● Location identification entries
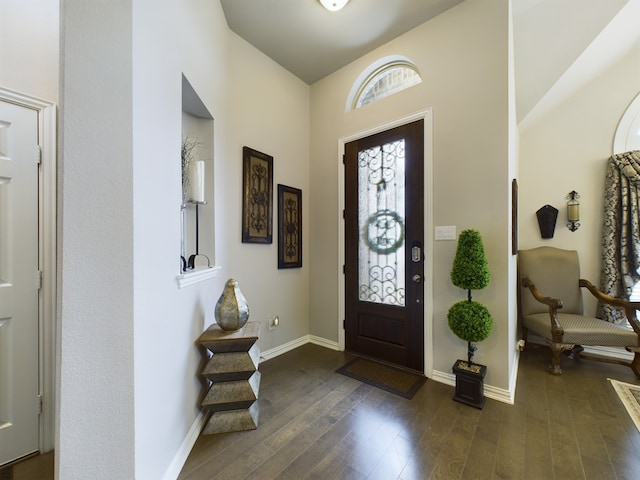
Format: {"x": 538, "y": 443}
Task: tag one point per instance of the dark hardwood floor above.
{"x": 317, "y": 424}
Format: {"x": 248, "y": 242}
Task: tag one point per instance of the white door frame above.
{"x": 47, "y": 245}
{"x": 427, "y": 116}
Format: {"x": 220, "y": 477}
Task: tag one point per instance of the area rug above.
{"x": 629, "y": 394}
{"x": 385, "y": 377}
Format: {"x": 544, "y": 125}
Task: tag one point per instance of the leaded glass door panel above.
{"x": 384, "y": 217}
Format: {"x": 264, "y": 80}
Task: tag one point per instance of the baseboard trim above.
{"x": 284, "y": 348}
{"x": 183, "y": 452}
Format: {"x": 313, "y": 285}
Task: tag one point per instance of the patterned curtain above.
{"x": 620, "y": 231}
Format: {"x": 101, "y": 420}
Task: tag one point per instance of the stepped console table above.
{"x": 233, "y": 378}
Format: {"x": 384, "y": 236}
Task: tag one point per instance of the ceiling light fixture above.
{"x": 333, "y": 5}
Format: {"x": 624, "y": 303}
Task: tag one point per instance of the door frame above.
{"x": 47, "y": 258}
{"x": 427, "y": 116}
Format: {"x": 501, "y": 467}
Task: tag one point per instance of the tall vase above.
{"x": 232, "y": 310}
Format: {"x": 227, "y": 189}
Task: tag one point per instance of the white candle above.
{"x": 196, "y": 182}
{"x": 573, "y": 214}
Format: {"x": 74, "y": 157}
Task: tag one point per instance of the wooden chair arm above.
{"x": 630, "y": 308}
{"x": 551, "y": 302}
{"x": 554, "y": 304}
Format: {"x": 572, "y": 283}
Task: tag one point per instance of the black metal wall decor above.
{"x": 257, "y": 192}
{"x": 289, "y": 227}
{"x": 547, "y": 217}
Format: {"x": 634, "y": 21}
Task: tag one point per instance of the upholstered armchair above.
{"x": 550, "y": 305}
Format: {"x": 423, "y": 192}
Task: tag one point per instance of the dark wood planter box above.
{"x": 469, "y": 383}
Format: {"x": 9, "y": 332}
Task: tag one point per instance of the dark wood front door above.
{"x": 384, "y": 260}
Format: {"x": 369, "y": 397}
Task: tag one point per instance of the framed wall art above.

● Exercise directions
Take the entries shown above and quote them verbatim, passing over the pictures.

● Exercise answer
Format: {"x": 538, "y": 443}
Task: tag one point per instance of the dark hardwood floor above.
{"x": 317, "y": 424}
Format: {"x": 248, "y": 242}
Task: tag one point per instance of the white door frame above.
{"x": 47, "y": 245}
{"x": 427, "y": 116}
Format: {"x": 220, "y": 477}
Task: tag one point per instance of the area rug above.
{"x": 629, "y": 394}
{"x": 385, "y": 377}
Format: {"x": 544, "y": 125}
Task: tag one point per instance of the leaded glass door panel above.
{"x": 384, "y": 217}
Format: {"x": 264, "y": 80}
Task: tag one point per instance of the baseboard trim above.
{"x": 284, "y": 348}
{"x": 183, "y": 452}
Format: {"x": 313, "y": 285}
Task: tag one point per instance of the patterned curtain above.
{"x": 620, "y": 231}
Format: {"x": 101, "y": 420}
Task: tag one point per instance of the stepped console table above.
{"x": 233, "y": 378}
Format: {"x": 384, "y": 236}
Task: tag one point per instance of the ceiling light fixture above.
{"x": 333, "y": 5}
Format: {"x": 624, "y": 303}
Task: tag one point per instance of the door frame above.
{"x": 47, "y": 258}
{"x": 427, "y": 116}
Format: {"x": 501, "y": 467}
Task: tag one point per instance of the tall vase above.
{"x": 232, "y": 310}
Format: {"x": 227, "y": 189}
Task: tag one point per instance of the white candle above.
{"x": 196, "y": 182}
{"x": 573, "y": 214}
Format: {"x": 74, "y": 157}
Task: tag one point per instance of the wooden chair arm above.
{"x": 630, "y": 308}
{"x": 551, "y": 302}
{"x": 554, "y": 304}
Format: {"x": 572, "y": 283}
Task: tag one point per instance of the black metal wall decor above.
{"x": 257, "y": 192}
{"x": 289, "y": 227}
{"x": 547, "y": 217}
Format: {"x": 634, "y": 21}
Task: tag one point per instance of the upholstered armchair above.
{"x": 550, "y": 305}
Format: {"x": 423, "y": 192}
Task: tag one point per instance of the dark wood planter box above.
{"x": 469, "y": 383}
Format: {"x": 9, "y": 332}
Task: tag one point per instance of the dark wood front door above.
{"x": 384, "y": 260}
Format: {"x": 369, "y": 397}
Task: tag one point per instance of the framed wall art above.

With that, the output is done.